▶ [WORK REQUIRED]:
Set down each record below exactly as it stands. Pictures are not part of the copy.
----------------
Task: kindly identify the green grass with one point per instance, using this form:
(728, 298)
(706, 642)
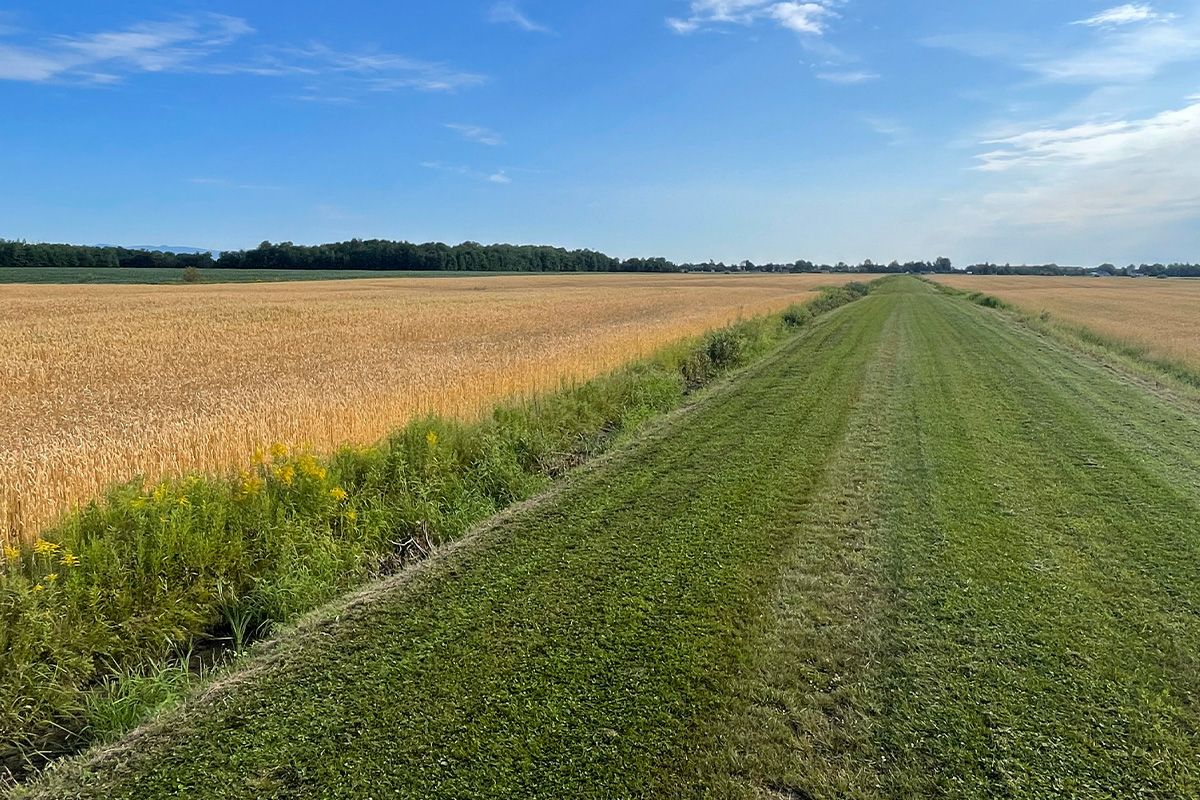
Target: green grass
(148, 572)
(919, 552)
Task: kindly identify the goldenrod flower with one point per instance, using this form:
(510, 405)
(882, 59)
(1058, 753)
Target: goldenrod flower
(310, 468)
(286, 475)
(251, 485)
(43, 547)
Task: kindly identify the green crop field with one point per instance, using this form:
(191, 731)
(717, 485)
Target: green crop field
(919, 551)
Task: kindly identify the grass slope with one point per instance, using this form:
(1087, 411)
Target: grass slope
(922, 552)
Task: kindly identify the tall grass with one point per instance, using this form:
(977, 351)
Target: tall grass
(102, 383)
(93, 609)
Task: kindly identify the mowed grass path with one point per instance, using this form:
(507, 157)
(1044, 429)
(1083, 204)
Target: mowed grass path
(921, 552)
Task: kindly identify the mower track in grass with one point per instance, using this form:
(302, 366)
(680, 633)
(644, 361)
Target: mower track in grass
(918, 552)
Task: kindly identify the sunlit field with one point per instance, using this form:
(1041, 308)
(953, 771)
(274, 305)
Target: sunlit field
(103, 383)
(1158, 316)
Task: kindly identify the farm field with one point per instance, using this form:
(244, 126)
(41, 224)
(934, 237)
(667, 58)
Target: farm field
(155, 276)
(105, 383)
(1158, 317)
(921, 551)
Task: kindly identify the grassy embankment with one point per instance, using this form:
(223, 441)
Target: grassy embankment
(921, 552)
(1135, 337)
(90, 609)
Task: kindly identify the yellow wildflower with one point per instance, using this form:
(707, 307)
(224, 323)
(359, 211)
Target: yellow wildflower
(43, 547)
(251, 485)
(286, 475)
(310, 468)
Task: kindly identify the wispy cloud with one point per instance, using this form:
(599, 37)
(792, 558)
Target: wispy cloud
(105, 56)
(1132, 173)
(334, 73)
(1113, 53)
(477, 133)
(509, 13)
(1126, 14)
(195, 44)
(849, 76)
(887, 127)
(496, 176)
(810, 18)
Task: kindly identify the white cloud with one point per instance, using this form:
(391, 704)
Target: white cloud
(849, 76)
(887, 127)
(190, 44)
(511, 14)
(1113, 54)
(810, 18)
(1126, 14)
(801, 17)
(497, 176)
(477, 133)
(147, 47)
(1128, 173)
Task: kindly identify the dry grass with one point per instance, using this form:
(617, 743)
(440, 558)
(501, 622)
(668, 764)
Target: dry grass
(105, 383)
(1159, 316)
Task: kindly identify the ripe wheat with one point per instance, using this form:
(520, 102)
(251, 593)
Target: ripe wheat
(103, 383)
(1158, 316)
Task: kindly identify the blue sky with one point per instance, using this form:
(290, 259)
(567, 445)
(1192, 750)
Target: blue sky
(1017, 131)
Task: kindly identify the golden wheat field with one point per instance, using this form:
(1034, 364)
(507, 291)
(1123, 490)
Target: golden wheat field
(1161, 316)
(106, 383)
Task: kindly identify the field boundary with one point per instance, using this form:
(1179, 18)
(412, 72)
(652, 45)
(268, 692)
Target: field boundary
(612, 409)
(1152, 372)
(291, 639)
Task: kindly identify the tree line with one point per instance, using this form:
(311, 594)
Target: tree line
(400, 256)
(18, 253)
(379, 254)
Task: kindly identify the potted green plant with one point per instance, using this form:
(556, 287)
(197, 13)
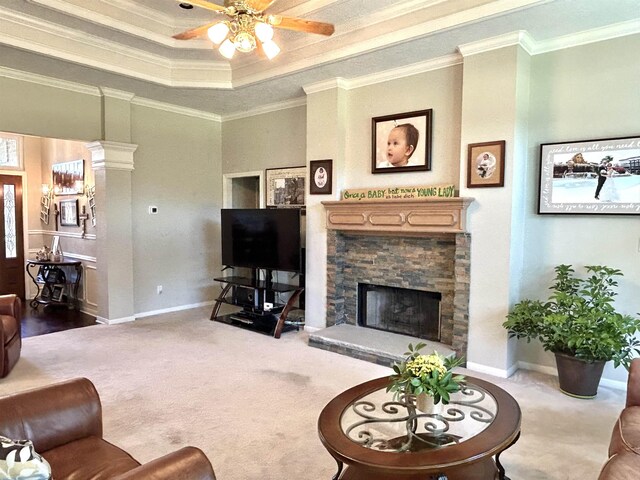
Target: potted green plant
(420, 378)
(580, 325)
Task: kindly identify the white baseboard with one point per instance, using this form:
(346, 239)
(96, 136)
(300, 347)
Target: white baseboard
(605, 382)
(173, 309)
(496, 372)
(114, 321)
(534, 367)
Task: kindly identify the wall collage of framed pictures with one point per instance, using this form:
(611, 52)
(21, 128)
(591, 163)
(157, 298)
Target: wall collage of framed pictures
(68, 180)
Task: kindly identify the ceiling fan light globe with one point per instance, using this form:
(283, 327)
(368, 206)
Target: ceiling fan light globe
(218, 32)
(270, 49)
(244, 42)
(227, 49)
(264, 31)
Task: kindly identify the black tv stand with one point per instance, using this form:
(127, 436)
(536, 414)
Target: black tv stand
(252, 294)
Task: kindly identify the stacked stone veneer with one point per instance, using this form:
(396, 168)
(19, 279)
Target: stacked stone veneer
(430, 262)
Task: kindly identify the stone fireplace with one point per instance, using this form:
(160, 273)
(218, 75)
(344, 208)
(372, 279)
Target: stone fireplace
(387, 247)
(399, 310)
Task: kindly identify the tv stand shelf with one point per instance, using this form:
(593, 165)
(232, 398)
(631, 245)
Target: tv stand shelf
(252, 294)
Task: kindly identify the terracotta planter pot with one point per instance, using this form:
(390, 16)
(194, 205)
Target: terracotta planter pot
(577, 377)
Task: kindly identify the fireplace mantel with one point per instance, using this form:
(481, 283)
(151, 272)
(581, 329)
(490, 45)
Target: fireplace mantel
(400, 216)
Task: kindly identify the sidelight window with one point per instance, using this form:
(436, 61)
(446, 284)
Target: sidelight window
(10, 221)
(10, 152)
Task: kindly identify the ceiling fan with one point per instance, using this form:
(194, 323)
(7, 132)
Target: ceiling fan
(248, 27)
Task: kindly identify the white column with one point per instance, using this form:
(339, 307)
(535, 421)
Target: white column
(112, 164)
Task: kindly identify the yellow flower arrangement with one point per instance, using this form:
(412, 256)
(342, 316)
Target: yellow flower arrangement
(430, 374)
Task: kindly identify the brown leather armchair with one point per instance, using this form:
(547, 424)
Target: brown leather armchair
(624, 447)
(64, 422)
(10, 335)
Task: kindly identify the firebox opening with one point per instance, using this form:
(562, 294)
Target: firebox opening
(400, 310)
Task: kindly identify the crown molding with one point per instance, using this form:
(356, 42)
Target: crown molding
(49, 81)
(609, 32)
(385, 76)
(46, 38)
(520, 37)
(153, 25)
(104, 91)
(117, 94)
(327, 85)
(168, 107)
(273, 107)
(406, 71)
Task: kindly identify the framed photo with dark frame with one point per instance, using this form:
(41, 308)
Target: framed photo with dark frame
(320, 177)
(285, 187)
(485, 164)
(401, 142)
(69, 213)
(57, 293)
(68, 177)
(595, 177)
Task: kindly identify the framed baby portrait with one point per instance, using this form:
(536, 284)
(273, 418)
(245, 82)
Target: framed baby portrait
(401, 142)
(594, 177)
(320, 177)
(485, 164)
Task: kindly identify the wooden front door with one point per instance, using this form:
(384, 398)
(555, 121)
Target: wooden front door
(11, 236)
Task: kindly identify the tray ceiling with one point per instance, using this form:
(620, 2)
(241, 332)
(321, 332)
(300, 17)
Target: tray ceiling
(127, 44)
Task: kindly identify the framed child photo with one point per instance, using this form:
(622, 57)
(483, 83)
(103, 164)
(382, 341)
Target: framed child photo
(320, 177)
(401, 142)
(485, 164)
(593, 177)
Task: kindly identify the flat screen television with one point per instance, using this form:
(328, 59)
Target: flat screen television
(261, 238)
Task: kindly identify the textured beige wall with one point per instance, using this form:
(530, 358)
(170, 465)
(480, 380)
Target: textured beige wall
(270, 140)
(34, 109)
(177, 168)
(586, 92)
----------------
▶ [WRITTEN REPLY]:
Task: kindly identify the green grass with one point per instance, using this form:
(728, 298)
(706, 642)
Target: green grass
(148, 572)
(919, 552)
Task: kindly identify the goldenrod flower with one point per instance, using this form:
(510, 405)
(882, 59)
(1058, 753)
Target: goldenrod flower
(310, 468)
(286, 475)
(251, 485)
(43, 547)
Task: kindly identify the green crop field with one point per instance, using this form:
(191, 731)
(717, 485)
Target: green crop field
(919, 551)
Task: kindly identify the grass slope with one point per instance, using this form:
(1087, 411)
Target: grass slope
(922, 552)
Task: kindly identify the tall grass with one point per instance, using this form:
(977, 351)
Target: tall grass
(102, 383)
(93, 609)
Task: kindly identify the mowed grass path with one point per instance, using this form:
(507, 157)
(1044, 429)
(1083, 204)
Target: mowed grass path
(921, 552)
Task: kindly identify the mower track in grass with one point per instance, using this form:
(302, 366)
(680, 633)
(644, 361)
Target: mower track in grass
(918, 552)
Task: kindly identify the sunlit field with one point per instance, using this form:
(1041, 308)
(953, 771)
(274, 305)
Target: sunlit field
(103, 383)
(1158, 316)
Task: kindly identify the farm field with one point per instance, using this form:
(244, 126)
(41, 224)
(934, 237)
(667, 58)
Target: farm field
(155, 276)
(105, 383)
(1158, 317)
(921, 551)
Task: kindly identify the grassy embankment with one point per instance, using this form:
(223, 441)
Target: grassy embankment
(921, 552)
(1135, 337)
(90, 609)
Task: kindly identify the yellow wildflower with one point per instance, using this form:
(707, 307)
(224, 323)
(359, 211)
Target: yellow wildflower
(43, 547)
(251, 485)
(286, 475)
(310, 468)
Task: kindly identify the wispy cloud with one point per instance, using this form:
(599, 37)
(792, 558)
Target: wispy cloud
(105, 56)
(1132, 173)
(334, 73)
(1113, 53)
(477, 133)
(509, 13)
(1126, 14)
(195, 44)
(849, 76)
(887, 127)
(496, 176)
(810, 18)
Task: kindly identify the white cloud with one point per instance, using this form:
(391, 704)
Target: white cloud
(849, 76)
(887, 127)
(190, 44)
(511, 14)
(1113, 54)
(810, 18)
(1126, 14)
(801, 17)
(497, 176)
(477, 133)
(147, 47)
(1128, 173)
Task: kindly identify the dry grass with one point per instance, using this form:
(617, 743)
(440, 558)
(501, 622)
(668, 764)
Target: dry grass
(105, 383)
(1159, 316)
Task: kindly identify the ripe wheat with one point per instance, using this form:
(520, 102)
(251, 593)
Target: ripe wheat
(103, 383)
(1158, 316)
Task: kindly identify the blue sky with one point per instance, using this form:
(290, 259)
(567, 445)
(1192, 750)
Target: blue sky
(1017, 131)
Task: kindly identify the golden wheat field with one point per instance, using this form:
(1034, 364)
(507, 291)
(1123, 490)
Target: golden wheat field
(1161, 316)
(106, 383)
Task: kindly identify the field boundary with one point per instance, using this form:
(1179, 18)
(412, 72)
(652, 45)
(268, 692)
Target: field boundary
(612, 409)
(1152, 372)
(291, 639)
Task: kindly identify the tree line with one point per instance, using this form:
(311, 594)
Target: tree line
(400, 256)
(18, 253)
(379, 254)
Task: kindly identify the potted green plant with one point per instance, using this form:
(556, 287)
(197, 13)
Target: potted green plant
(420, 378)
(580, 325)
Task: kindly identify the white baseboard with one point per instance, using this form:
(346, 239)
(96, 136)
(300, 347)
Target: white baseboard
(605, 382)
(173, 309)
(496, 372)
(114, 321)
(534, 367)
Task: kindly identify the wall collage of framed pictures with one point per instance, using this form:
(611, 52)
(21, 128)
(591, 163)
(157, 298)
Target: wall collage of framed pictures
(68, 180)
Task: kindly identify the ceiling fan light globe with one point per instance, using this form:
(283, 327)
(368, 206)
Target: ceiling fan light globe
(218, 32)
(270, 49)
(244, 42)
(227, 49)
(264, 31)
Task: kindly identify the black tv stand with one point per instance, using this form:
(127, 436)
(536, 414)
Target: black tv stand
(252, 294)
Task: kindly identify the stacked stone veneer with one point per instance, using this form:
(396, 168)
(19, 279)
Target: stacked stone veneer
(430, 262)
Task: kindly identify the stone fireplace with one point per instance, using this form:
(160, 273)
(218, 75)
(344, 208)
(372, 279)
Target: stone fireplace
(387, 247)
(399, 310)
Task: kindly identify the tv stand shelf with one point per instance, using this form:
(593, 165)
(232, 398)
(631, 245)
Target: tv stand shelf
(252, 294)
Task: kindly identify the terracotta planter pot with one point per instance, using this form:
(390, 16)
(194, 205)
Target: terracotta planter pot
(577, 377)
Task: kindly identify the fireplace mantel with one point per instance, using this form:
(481, 283)
(151, 272)
(581, 329)
(490, 45)
Target: fireplace mantel
(400, 216)
Task: kindly identify the sidelight window with one point per instance, using this form:
(436, 61)
(446, 284)
Target: sidelight window
(10, 221)
(10, 152)
Task: kindly identify the ceiling fan with one point per instance, using this form:
(194, 323)
(7, 132)
Target: ceiling fan
(248, 27)
Task: kindly identify the white column with one point per instance, using this form:
(339, 307)
(535, 421)
Target: white column
(112, 164)
Task: kindly identify the yellow flower arrangement with one point per instance, using this form:
(412, 256)
(342, 316)
Target: yellow flower arrangement
(430, 374)
Task: kindly identify the brown leather armchair with one point per instance, using this form:
(547, 424)
Target: brown leather armchair
(624, 447)
(64, 422)
(10, 335)
Task: kindly identify the firebox opening with one point per instance, using this form:
(562, 294)
Target: firebox opening
(400, 310)
Task: kindly identify the crown molding with one point per instance, using this form:
(356, 42)
Target: crown molding
(49, 81)
(609, 32)
(385, 76)
(46, 38)
(520, 37)
(153, 25)
(104, 91)
(117, 94)
(327, 85)
(168, 107)
(273, 107)
(406, 71)
Task: kindly identify the framed photo with dark frame with one point per instance, using this form:
(41, 308)
Target: framed photo with dark frame
(320, 177)
(285, 187)
(485, 164)
(401, 142)
(69, 213)
(57, 293)
(68, 177)
(595, 177)
Task: kindly identify the framed baby portrait with one point per instance, using this form:
(536, 284)
(273, 418)
(245, 82)
Target: framed baby portrait
(401, 142)
(594, 177)
(320, 177)
(485, 164)
Task: kindly identify the wooden front door with one point per instance, using this form:
(384, 398)
(555, 121)
Target: wooden front door
(11, 236)
Task: kindly identify the tray ceiling with one point per instance, using this form:
(620, 2)
(241, 332)
(321, 332)
(300, 17)
Target: tray ceiling
(127, 44)
Task: kindly identify the framed child photo with one point per instance, using this form:
(622, 57)
(483, 83)
(103, 164)
(382, 341)
Target: framed child photo
(320, 177)
(401, 142)
(485, 164)
(593, 177)
Task: kindly identify the flat screen television with one point per instance, using this form:
(328, 59)
Target: flat screen television
(261, 238)
Task: kindly identify the textured beige wall with one point per instance, using this form:
(530, 358)
(170, 465)
(480, 380)
Target: textured beige wall
(270, 140)
(34, 109)
(177, 168)
(586, 92)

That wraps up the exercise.